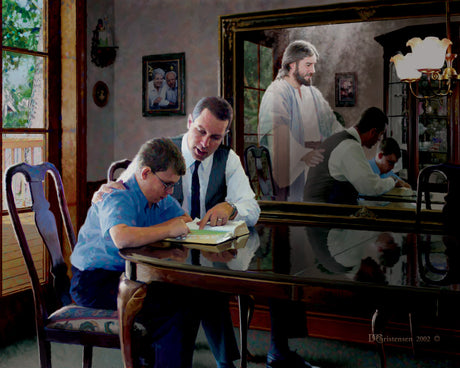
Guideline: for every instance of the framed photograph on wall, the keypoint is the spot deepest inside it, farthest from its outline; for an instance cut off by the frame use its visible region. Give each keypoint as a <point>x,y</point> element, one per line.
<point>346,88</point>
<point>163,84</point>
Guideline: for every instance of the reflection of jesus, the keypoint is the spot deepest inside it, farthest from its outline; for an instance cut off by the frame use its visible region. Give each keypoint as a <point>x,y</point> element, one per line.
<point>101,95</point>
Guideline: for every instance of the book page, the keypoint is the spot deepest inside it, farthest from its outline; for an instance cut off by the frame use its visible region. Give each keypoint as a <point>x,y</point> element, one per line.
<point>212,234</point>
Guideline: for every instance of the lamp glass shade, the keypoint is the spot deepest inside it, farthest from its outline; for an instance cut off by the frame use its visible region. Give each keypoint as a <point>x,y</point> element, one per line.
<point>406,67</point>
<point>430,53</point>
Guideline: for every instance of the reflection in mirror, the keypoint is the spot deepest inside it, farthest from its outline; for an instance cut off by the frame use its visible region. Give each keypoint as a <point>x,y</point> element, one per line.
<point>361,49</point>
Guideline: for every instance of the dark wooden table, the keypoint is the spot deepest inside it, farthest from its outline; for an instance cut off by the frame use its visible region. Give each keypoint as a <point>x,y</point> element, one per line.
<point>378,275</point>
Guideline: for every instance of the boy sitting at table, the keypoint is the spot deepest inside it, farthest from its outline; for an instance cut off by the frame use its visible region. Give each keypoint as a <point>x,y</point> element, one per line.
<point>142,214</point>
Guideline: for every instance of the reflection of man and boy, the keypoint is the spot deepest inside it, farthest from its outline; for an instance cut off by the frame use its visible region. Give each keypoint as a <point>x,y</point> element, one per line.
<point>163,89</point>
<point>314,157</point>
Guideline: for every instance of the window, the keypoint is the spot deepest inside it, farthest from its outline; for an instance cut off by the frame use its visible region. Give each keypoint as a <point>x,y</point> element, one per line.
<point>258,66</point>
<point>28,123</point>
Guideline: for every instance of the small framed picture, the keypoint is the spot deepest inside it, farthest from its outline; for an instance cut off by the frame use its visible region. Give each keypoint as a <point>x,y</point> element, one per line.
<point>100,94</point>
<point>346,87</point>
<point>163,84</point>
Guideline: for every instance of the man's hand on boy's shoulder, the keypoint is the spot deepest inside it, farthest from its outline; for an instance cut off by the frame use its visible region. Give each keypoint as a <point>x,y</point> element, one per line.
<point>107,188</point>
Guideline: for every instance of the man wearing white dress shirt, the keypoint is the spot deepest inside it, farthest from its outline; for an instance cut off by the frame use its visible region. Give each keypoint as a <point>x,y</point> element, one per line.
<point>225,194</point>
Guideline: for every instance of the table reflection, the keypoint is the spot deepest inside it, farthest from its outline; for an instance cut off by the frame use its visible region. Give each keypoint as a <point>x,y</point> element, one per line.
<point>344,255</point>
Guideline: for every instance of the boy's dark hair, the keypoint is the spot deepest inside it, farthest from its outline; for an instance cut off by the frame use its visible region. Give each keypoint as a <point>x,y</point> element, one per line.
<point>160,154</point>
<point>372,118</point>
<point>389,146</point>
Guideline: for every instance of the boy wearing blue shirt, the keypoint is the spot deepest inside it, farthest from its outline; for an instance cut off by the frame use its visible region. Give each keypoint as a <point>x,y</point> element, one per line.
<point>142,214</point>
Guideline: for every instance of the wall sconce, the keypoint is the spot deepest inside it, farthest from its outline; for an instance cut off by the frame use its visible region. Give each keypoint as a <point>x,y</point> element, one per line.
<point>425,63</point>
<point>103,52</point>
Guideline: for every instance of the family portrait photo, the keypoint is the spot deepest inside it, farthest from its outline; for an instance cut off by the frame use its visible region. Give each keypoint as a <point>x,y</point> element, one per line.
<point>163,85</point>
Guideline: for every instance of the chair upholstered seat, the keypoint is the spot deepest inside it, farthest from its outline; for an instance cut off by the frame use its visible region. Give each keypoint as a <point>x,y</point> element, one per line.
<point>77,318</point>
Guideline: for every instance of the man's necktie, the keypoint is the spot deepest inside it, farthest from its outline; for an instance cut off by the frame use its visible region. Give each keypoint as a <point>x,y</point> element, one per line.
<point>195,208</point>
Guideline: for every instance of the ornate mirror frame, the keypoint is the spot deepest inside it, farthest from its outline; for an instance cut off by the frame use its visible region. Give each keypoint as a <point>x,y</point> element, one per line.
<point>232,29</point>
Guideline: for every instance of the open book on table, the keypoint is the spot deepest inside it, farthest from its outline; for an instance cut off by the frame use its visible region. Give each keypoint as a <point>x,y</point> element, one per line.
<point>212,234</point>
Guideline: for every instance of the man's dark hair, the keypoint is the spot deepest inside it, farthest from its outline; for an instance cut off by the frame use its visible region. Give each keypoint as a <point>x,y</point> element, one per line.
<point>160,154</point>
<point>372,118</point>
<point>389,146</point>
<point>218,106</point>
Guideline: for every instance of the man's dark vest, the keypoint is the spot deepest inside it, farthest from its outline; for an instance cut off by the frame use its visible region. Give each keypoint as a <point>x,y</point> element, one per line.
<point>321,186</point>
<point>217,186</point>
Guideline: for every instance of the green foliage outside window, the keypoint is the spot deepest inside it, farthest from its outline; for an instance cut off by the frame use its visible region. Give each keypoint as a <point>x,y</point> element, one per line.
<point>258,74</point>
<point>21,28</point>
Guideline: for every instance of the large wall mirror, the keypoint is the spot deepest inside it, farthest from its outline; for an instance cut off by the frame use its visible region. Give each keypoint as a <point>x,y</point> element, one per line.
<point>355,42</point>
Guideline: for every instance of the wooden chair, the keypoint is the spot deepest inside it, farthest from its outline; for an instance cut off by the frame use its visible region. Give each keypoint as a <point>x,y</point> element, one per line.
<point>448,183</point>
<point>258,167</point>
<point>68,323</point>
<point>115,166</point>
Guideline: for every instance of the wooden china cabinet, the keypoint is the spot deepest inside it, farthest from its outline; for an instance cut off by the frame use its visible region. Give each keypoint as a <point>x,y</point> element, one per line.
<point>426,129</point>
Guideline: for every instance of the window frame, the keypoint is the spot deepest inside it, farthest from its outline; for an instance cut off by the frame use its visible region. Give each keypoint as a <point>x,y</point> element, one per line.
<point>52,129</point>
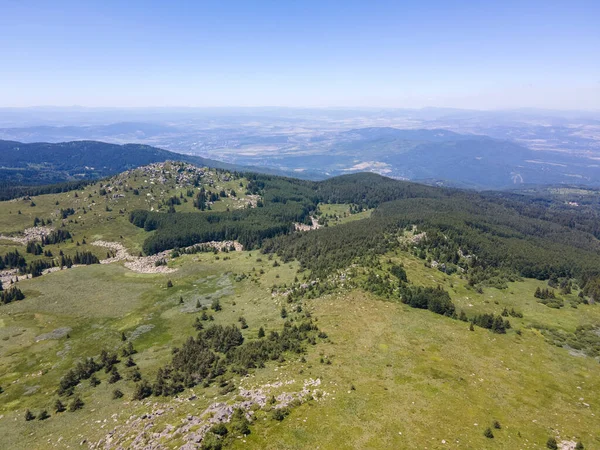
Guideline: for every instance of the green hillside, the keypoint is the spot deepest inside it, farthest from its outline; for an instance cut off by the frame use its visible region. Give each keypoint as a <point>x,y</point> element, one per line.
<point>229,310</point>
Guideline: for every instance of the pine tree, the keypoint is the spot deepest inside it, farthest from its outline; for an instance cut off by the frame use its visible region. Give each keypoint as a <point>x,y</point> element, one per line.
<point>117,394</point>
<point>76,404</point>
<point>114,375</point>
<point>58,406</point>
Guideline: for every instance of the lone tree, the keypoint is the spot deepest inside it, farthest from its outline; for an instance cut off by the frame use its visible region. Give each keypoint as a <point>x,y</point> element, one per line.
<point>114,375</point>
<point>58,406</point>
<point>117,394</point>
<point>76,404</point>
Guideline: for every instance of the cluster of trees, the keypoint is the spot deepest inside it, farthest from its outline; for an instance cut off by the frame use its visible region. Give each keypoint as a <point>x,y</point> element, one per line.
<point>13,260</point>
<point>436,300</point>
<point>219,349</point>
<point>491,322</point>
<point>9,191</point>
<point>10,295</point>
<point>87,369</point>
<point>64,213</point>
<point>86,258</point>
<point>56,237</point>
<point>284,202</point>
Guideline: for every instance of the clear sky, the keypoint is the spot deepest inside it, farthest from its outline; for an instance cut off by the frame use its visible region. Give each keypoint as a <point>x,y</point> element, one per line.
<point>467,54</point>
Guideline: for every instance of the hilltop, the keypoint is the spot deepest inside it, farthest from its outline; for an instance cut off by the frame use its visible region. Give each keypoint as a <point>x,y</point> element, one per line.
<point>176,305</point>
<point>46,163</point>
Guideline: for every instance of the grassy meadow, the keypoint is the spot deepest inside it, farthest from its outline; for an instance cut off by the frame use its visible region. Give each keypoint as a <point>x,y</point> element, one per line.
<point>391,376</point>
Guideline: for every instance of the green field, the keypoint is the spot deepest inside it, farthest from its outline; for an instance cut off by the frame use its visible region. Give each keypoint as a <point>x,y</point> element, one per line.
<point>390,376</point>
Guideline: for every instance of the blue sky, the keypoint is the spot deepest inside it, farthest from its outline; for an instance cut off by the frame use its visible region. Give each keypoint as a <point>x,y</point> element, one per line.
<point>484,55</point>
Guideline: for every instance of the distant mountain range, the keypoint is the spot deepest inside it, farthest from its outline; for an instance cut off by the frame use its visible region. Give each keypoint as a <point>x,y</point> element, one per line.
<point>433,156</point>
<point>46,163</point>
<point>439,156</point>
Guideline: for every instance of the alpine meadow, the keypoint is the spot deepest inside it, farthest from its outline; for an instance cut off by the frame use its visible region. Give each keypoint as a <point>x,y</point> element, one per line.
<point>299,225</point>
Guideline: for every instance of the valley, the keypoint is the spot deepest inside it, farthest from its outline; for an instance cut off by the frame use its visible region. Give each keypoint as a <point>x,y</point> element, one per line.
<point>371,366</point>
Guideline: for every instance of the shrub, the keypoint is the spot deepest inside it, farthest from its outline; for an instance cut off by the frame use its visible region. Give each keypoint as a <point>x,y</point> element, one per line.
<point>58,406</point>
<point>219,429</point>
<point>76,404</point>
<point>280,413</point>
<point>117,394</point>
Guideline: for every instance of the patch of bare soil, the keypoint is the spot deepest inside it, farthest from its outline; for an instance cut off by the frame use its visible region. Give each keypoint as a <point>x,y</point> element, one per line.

--------

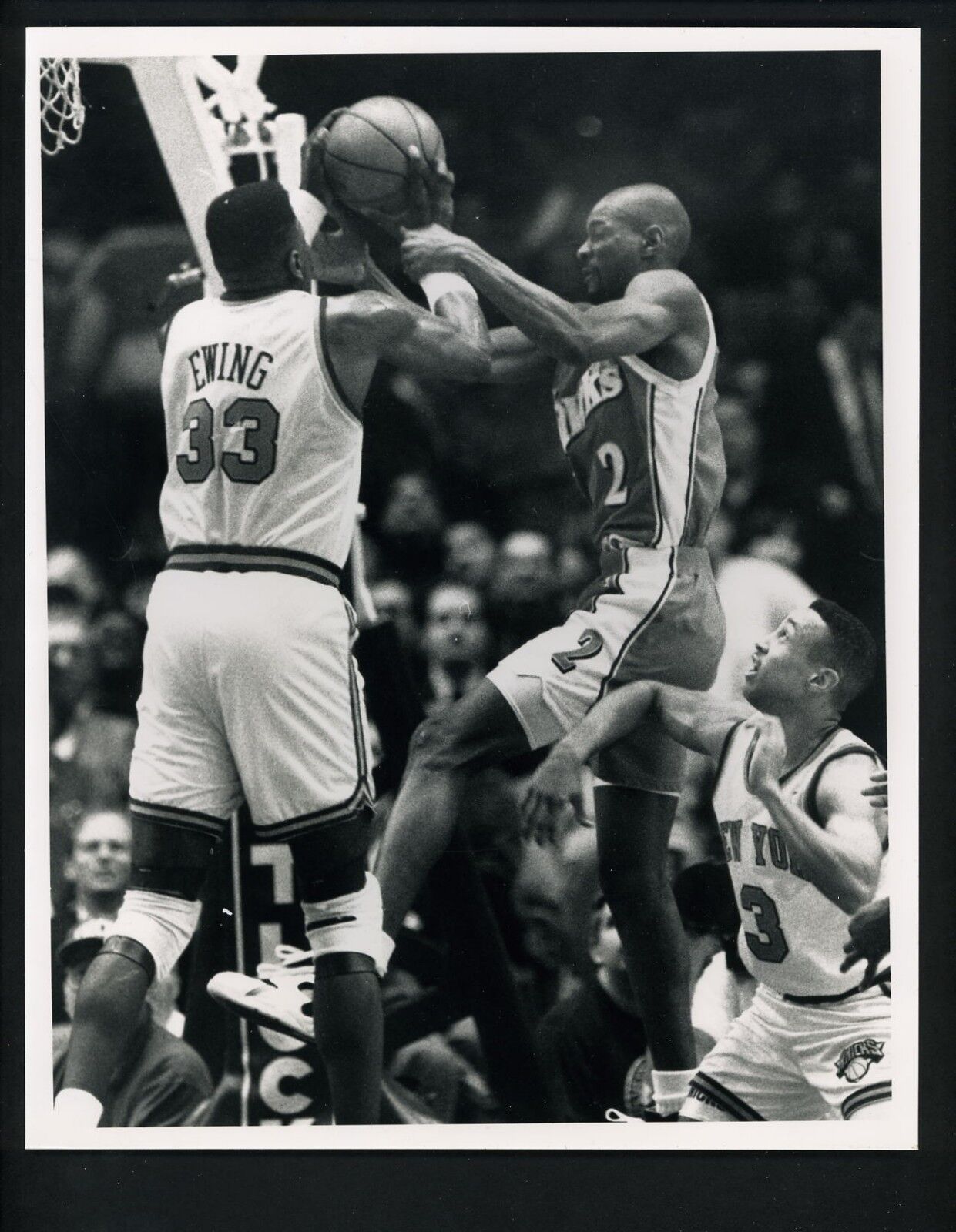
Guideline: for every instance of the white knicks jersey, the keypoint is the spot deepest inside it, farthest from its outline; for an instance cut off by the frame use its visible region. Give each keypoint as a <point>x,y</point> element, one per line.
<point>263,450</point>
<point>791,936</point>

--------

Here the job is to set down exactly the lines of the material above that fall between the one with "Guideline: for every instance of the valley, the" and the one with "Guideline: for every instance of the patch", inclusive, and nothing beyond them.

__ANSWER TO THE EXERCISE__
Guideline: for every instance of the valley, the keypoint is the spot deepest inside it, farthest from its outline; for an instance cut off by the frame use its visible region. Give each keypoint as a <point>x,y</point> element, one per line.
<point>371,366</point>
Guideline: for every instance of the shrub, the keypoint is the spot deepest inside it, farthest from its outline; for an instance cut off by the frame use its visible region. Give each keypoint as a <point>x,y</point> element, one per line.
<point>58,406</point>
<point>219,429</point>
<point>76,404</point>
<point>280,413</point>
<point>117,394</point>
Guideline: for every instance of the patch of bare soil, the keypoint is the spot deepest inside it, farthest from its outline; for an instance cut off by the frame use its visible region. Give each keypoint as a <point>x,y</point> element, one per line.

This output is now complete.